GOAL OF THE EXERCISE: Repeat each line of the listing below word for word.

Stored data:
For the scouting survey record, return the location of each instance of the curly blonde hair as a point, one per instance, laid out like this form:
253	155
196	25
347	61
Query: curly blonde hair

SOLUTION TO THE PROBLEM:
For the scouting survey record, return the location of each instance of the curly blonde hair as a point, one per instance, laid out like this form:
253	155
196	25
347	61
Query: curly blonde hair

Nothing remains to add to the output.